WHAT YOU WILL DO: Format the lines below as a numbered list, omitting blank lines and leaving the pictures out.

RECORDED INFORMATION:
___

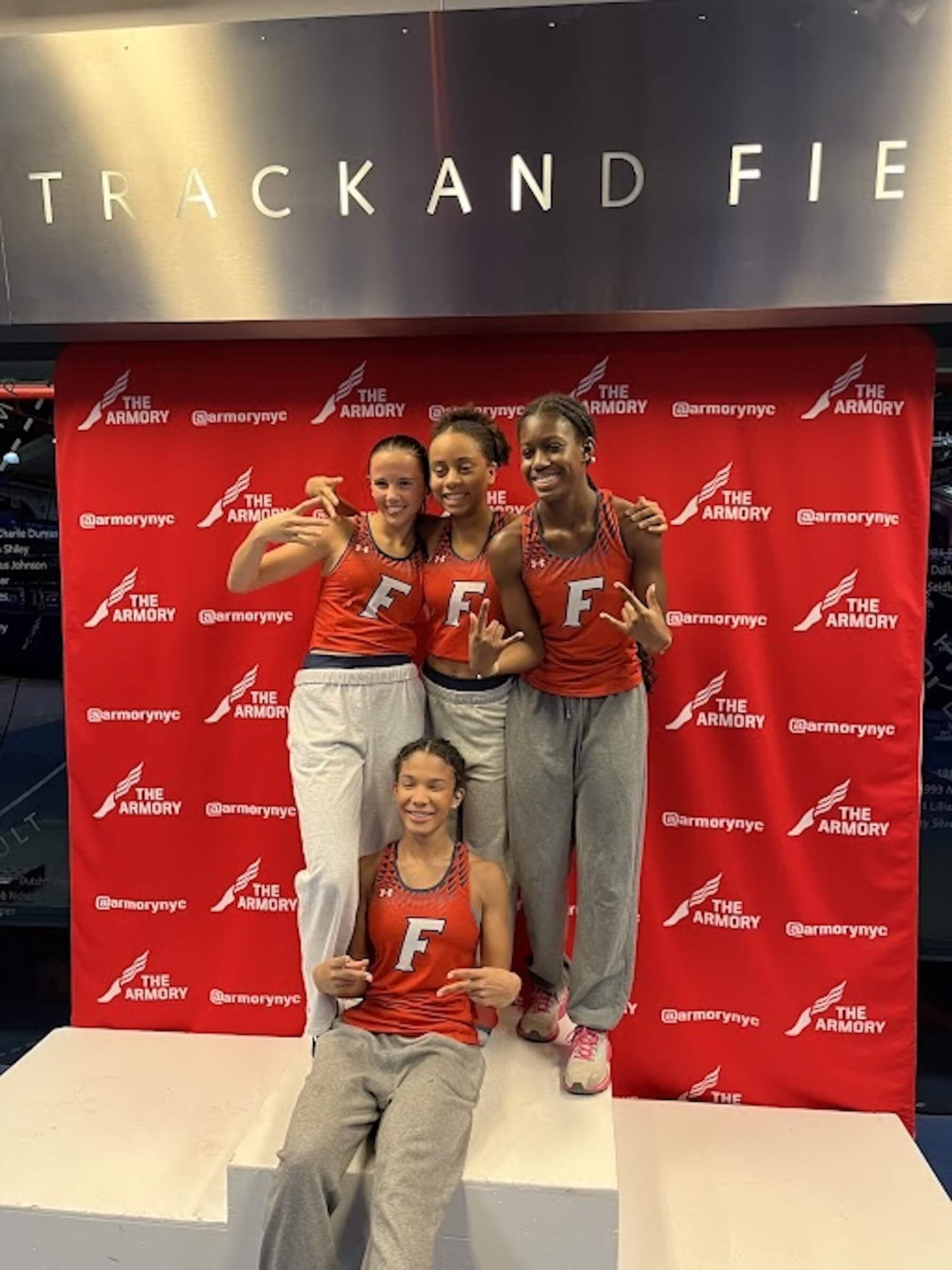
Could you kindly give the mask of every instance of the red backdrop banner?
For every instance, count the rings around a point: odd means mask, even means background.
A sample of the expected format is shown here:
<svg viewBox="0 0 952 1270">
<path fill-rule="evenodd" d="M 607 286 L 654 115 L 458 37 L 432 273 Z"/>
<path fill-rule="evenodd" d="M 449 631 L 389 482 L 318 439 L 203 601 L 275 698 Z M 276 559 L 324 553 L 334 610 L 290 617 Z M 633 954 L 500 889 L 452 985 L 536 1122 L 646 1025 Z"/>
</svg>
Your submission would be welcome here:
<svg viewBox="0 0 952 1270">
<path fill-rule="evenodd" d="M 319 578 L 232 550 L 381 436 L 576 391 L 595 480 L 661 500 L 617 1093 L 913 1106 L 933 358 L 906 330 L 138 344 L 57 368 L 74 1021 L 294 1034 L 284 747 Z M 528 500 L 518 467 L 495 490 Z"/>
</svg>

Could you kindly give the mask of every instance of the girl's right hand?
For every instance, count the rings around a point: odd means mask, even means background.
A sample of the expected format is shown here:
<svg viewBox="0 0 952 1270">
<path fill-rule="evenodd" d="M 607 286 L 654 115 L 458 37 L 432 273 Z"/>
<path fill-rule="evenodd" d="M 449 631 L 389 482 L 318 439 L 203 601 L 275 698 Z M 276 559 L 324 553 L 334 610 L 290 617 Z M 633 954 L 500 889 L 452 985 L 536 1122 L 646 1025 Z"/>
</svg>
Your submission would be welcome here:
<svg viewBox="0 0 952 1270">
<path fill-rule="evenodd" d="M 305 494 L 308 498 L 319 498 L 324 503 L 324 511 L 331 521 L 339 514 L 340 498 L 338 495 L 338 485 L 343 480 L 343 476 L 308 476 L 305 483 Z"/>
<path fill-rule="evenodd" d="M 363 997 L 373 975 L 367 969 L 367 958 L 354 961 L 347 955 L 321 961 L 311 972 L 319 992 L 329 997 Z"/>
<path fill-rule="evenodd" d="M 506 638 L 501 622 L 489 621 L 489 601 L 484 599 L 479 613 L 470 613 L 470 669 L 477 678 L 487 679 L 495 674 L 499 654 L 504 648 L 524 639 L 522 631 Z"/>
<path fill-rule="evenodd" d="M 263 542 L 298 542 L 305 547 L 317 546 L 326 530 L 325 521 L 317 521 L 311 514 L 315 508 L 325 507 L 324 497 L 306 498 L 303 503 L 292 507 L 289 512 L 278 512 L 265 521 L 259 521 L 255 537 Z"/>
</svg>

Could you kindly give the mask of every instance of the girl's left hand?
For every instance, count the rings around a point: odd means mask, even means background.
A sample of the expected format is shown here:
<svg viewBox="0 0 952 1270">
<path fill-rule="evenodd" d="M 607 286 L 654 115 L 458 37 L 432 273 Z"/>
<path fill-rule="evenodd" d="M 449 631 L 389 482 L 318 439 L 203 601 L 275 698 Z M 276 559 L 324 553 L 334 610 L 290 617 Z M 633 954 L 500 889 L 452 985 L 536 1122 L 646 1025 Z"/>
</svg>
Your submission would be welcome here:
<svg viewBox="0 0 952 1270">
<path fill-rule="evenodd" d="M 453 982 L 438 988 L 438 997 L 458 997 L 465 993 L 470 1001 L 477 1001 L 481 1006 L 493 1006 L 496 1010 L 512 1006 L 522 987 L 522 979 L 518 974 L 513 970 L 503 970 L 498 965 L 451 970 L 447 979 Z"/>
<path fill-rule="evenodd" d="M 307 493 L 311 493 L 310 489 Z M 645 498 L 644 494 L 625 514 L 637 530 L 645 530 L 647 533 L 668 532 L 668 517 L 661 504 L 655 503 L 652 498 Z"/>
<path fill-rule="evenodd" d="M 647 605 L 642 605 L 633 591 L 616 582 L 616 587 L 626 597 L 622 605 L 621 621 L 611 613 L 599 613 L 607 622 L 617 627 L 622 634 L 641 644 L 649 653 L 664 653 L 671 645 L 671 632 L 664 620 L 664 612 L 658 603 L 658 588 L 654 582 L 647 588 Z"/>
</svg>

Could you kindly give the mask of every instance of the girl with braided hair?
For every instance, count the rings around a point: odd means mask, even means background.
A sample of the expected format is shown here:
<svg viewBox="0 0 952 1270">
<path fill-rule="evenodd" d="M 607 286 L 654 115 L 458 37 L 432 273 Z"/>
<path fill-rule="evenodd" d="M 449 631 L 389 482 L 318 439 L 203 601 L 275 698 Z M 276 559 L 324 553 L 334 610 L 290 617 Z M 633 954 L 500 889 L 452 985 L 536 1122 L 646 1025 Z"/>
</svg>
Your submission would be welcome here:
<svg viewBox="0 0 952 1270">
<path fill-rule="evenodd" d="M 510 630 L 473 632 L 471 663 L 523 677 L 506 715 L 508 820 L 534 989 L 519 1022 L 550 1041 L 567 1012 L 575 1030 L 562 1077 L 570 1093 L 611 1081 L 608 1031 L 635 969 L 645 810 L 647 710 L 638 646 L 671 643 L 661 540 L 632 504 L 588 475 L 595 427 L 575 398 L 546 394 L 518 424 L 522 471 L 537 502 L 490 544 Z M 565 960 L 566 881 L 575 845 L 578 908 Z"/>
<path fill-rule="evenodd" d="M 473 405 L 444 410 L 430 436 L 430 491 L 443 516 L 421 514 L 418 528 L 426 546 L 423 588 L 426 620 L 428 721 L 462 753 L 468 791 L 462 809 L 467 842 L 475 851 L 508 867 L 505 720 L 514 676 L 529 662 L 505 635 L 499 591 L 490 570 L 490 545 L 513 517 L 494 509 L 489 490 L 509 461 L 510 446 L 501 428 Z M 312 476 L 308 495 L 320 497 L 329 514 L 350 514 L 341 499 L 340 476 Z M 631 523 L 647 533 L 668 525 L 656 503 L 626 504 Z M 496 650 L 491 674 L 477 677 L 470 667 L 470 626 Z M 506 652 L 508 649 L 508 652 Z M 529 654 L 531 655 L 531 654 Z"/>
</svg>

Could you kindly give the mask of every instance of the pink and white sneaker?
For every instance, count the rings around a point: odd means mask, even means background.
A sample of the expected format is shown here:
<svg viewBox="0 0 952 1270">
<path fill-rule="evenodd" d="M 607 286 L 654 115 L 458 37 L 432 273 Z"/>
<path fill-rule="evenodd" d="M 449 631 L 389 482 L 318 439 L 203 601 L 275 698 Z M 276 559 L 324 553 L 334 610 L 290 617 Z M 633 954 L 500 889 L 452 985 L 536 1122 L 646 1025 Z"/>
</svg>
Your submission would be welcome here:
<svg viewBox="0 0 952 1270">
<path fill-rule="evenodd" d="M 562 1088 L 566 1093 L 602 1093 L 611 1083 L 612 1043 L 608 1034 L 579 1024 L 569 1038 Z"/>
<path fill-rule="evenodd" d="M 517 1031 L 523 1040 L 543 1043 L 555 1040 L 559 1035 L 559 1020 L 565 1013 L 569 1001 L 569 989 L 551 992 L 548 988 L 536 987 L 528 1006 L 522 1012 L 522 1019 Z"/>
</svg>

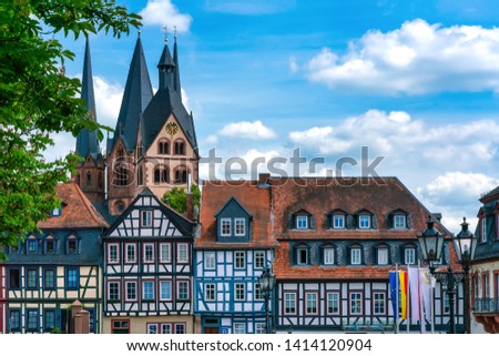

___

TASK OUTPUT:
1. Could you kindly give the mask of every instance of the red backdrop banner?
2. For every instance, count the rings around a point: odd means mask, even means background.
3. A sample of the expected format is shown here:
4. <svg viewBox="0 0 952 1270">
5. <path fill-rule="evenodd" d="M 607 286 L 654 115 L 458 37 L 432 273 Z"/>
6. <path fill-rule="evenodd" d="M 449 631 L 389 482 L 318 439 L 203 601 L 275 698 Z M 276 559 L 324 553 L 334 610 L 290 617 Z M 633 954 L 500 889 L 452 985 L 536 1122 L 646 1025 Z"/>
7. </svg>
8. Your submission would be welcome here:
9. <svg viewBox="0 0 952 1270">
10. <path fill-rule="evenodd" d="M 319 578 L 232 550 L 381 436 L 576 391 L 595 480 L 661 500 L 617 1093 L 913 1106 L 933 358 L 906 330 L 138 344 L 57 368 L 74 1021 L 294 1034 L 284 747 Z M 528 500 L 518 467 L 495 490 Z"/>
11. </svg>
12. Could you kindly give the mask of every instance of the girl's right hand?
13. For every instance, count the rings around a point: odd means mask, even means background.
14. A sample of the expected format is shown here:
15. <svg viewBox="0 0 952 1270">
16. <path fill-rule="evenodd" d="M 607 286 L 654 115 L 458 37 L 432 273 Z"/>
17. <path fill-rule="evenodd" d="M 449 631 L 389 482 L 318 439 L 203 601 L 275 698 Z M 276 559 L 324 553 L 334 610 L 290 617 Z M 633 954 L 500 889 L 452 985 L 536 1122 L 646 1025 Z"/>
18. </svg>
19. Your submission would be welcome here:
20. <svg viewBox="0 0 952 1270">
21. <path fill-rule="evenodd" d="M 305 494 L 308 498 L 319 498 L 324 503 L 324 511 L 331 521 L 339 514 L 340 498 L 338 495 L 338 485 L 343 480 L 343 476 L 308 476 L 305 483 Z"/>
22. <path fill-rule="evenodd" d="M 363 997 L 373 975 L 367 969 L 367 958 L 354 961 L 347 955 L 321 961 L 311 972 L 319 992 L 329 997 Z"/>
23. <path fill-rule="evenodd" d="M 506 638 L 501 622 L 489 621 L 489 601 L 484 599 L 479 613 L 470 613 L 470 669 L 477 678 L 487 679 L 495 674 L 499 654 L 504 648 L 524 639 L 522 631 Z"/>
24. <path fill-rule="evenodd" d="M 263 542 L 298 542 L 305 547 L 317 546 L 326 530 L 325 521 L 317 521 L 311 514 L 315 508 L 325 507 L 324 497 L 306 498 L 303 503 L 292 507 L 289 512 L 278 512 L 265 521 L 259 521 L 255 537 Z"/>
25. </svg>
26. Could you kindly give the mask of every instance of the girl's left hand?
27. For every instance, count the rings around a point: odd means mask, even means background.
28. A sample of the expected format is shown here:
29. <svg viewBox="0 0 952 1270">
30. <path fill-rule="evenodd" d="M 607 286 L 654 115 L 458 37 L 432 273 Z"/>
31. <path fill-rule="evenodd" d="M 449 631 L 389 482 L 318 439 L 203 601 L 275 698 Z M 276 559 L 324 553 L 334 610 L 290 617 Z M 633 954 L 500 889 L 452 985 L 536 1122 L 646 1025 Z"/>
32. </svg>
33. Your submission would be welcome here:
34. <svg viewBox="0 0 952 1270">
35. <path fill-rule="evenodd" d="M 453 982 L 438 988 L 438 997 L 458 997 L 465 993 L 470 1001 L 477 1001 L 481 1006 L 493 1006 L 496 1010 L 512 1006 L 522 987 L 522 979 L 518 974 L 513 970 L 503 970 L 498 965 L 451 970 L 447 979 Z"/>
36. <path fill-rule="evenodd" d="M 307 493 L 311 493 L 310 489 Z M 645 498 L 644 494 L 625 514 L 637 530 L 645 530 L 647 533 L 668 532 L 668 517 L 661 504 L 655 503 L 652 498 Z"/>
37. <path fill-rule="evenodd" d="M 647 605 L 642 605 L 633 591 L 616 582 L 616 587 L 626 597 L 622 605 L 621 621 L 611 613 L 599 613 L 607 622 L 617 627 L 622 634 L 641 644 L 649 653 L 664 653 L 671 645 L 671 632 L 664 620 L 664 612 L 658 603 L 658 588 L 654 582 L 647 588 Z"/>
38. </svg>
39. Could you kindly give the mask of every instance of the girl with braided hair?
40. For every instance, count the rings around a point: odd means mask, even means background.
41. A sample of the expected format is shown here:
42. <svg viewBox="0 0 952 1270">
43. <path fill-rule="evenodd" d="M 607 286 L 654 115 L 458 37 L 432 273 Z"/>
44. <path fill-rule="evenodd" d="M 449 631 L 389 482 L 318 439 L 203 601 L 275 698 Z M 276 559 L 324 553 L 334 610 L 290 617 Z M 633 954 L 500 889 L 452 985 L 536 1122 L 646 1025 Z"/>
45. </svg>
46. Your submission would be welcome here:
47. <svg viewBox="0 0 952 1270">
48. <path fill-rule="evenodd" d="M 510 630 L 473 632 L 471 663 L 523 677 L 506 715 L 508 820 L 534 989 L 519 1022 L 550 1041 L 567 1012 L 575 1030 L 562 1077 L 570 1093 L 611 1081 L 608 1031 L 635 969 L 645 810 L 647 710 L 638 646 L 671 643 L 661 540 L 632 504 L 588 475 L 595 427 L 575 398 L 546 394 L 518 424 L 522 471 L 537 502 L 490 544 Z M 565 960 L 566 881 L 575 845 L 578 908 Z"/>
49. <path fill-rule="evenodd" d="M 473 405 L 444 410 L 430 436 L 430 491 L 443 516 L 421 514 L 418 528 L 426 546 L 423 588 L 426 620 L 428 721 L 462 753 L 468 791 L 462 809 L 467 842 L 475 851 L 508 867 L 505 720 L 514 676 L 529 662 L 505 635 L 499 591 L 490 570 L 490 545 L 513 517 L 494 509 L 489 490 L 509 461 L 510 446 L 501 428 Z M 312 476 L 308 495 L 320 497 L 329 514 L 350 514 L 341 499 L 340 476 Z M 631 523 L 647 533 L 668 525 L 656 503 L 626 504 Z M 496 650 L 491 674 L 477 677 L 470 667 L 470 626 Z M 506 652 L 508 649 L 508 652 Z M 529 654 L 531 655 L 531 654 Z"/>
50. </svg>
51. Could you kindly give the mask of every instance of the pink and white sneaker?
52. For every instance, count the rings around a point: odd means mask, even means background.
53. A sample of the expected format is shown here:
54. <svg viewBox="0 0 952 1270">
55. <path fill-rule="evenodd" d="M 607 286 L 654 115 L 458 37 L 432 273 Z"/>
56. <path fill-rule="evenodd" d="M 449 631 L 389 482 L 318 439 L 203 601 L 275 698 Z M 276 559 L 324 553 L 334 610 L 290 617 Z M 633 954 L 500 889 L 452 985 L 536 1122 L 646 1025 Z"/>
57. </svg>
58. Your submission would be welcome here:
59. <svg viewBox="0 0 952 1270">
60. <path fill-rule="evenodd" d="M 562 1088 L 566 1093 L 602 1093 L 611 1083 L 612 1043 L 608 1034 L 579 1024 L 569 1038 Z"/>
61. <path fill-rule="evenodd" d="M 517 1031 L 523 1040 L 543 1043 L 555 1040 L 559 1035 L 559 1020 L 565 1013 L 569 1001 L 569 989 L 551 992 L 548 988 L 536 987 L 528 1006 L 522 1012 L 522 1019 Z"/>
62. </svg>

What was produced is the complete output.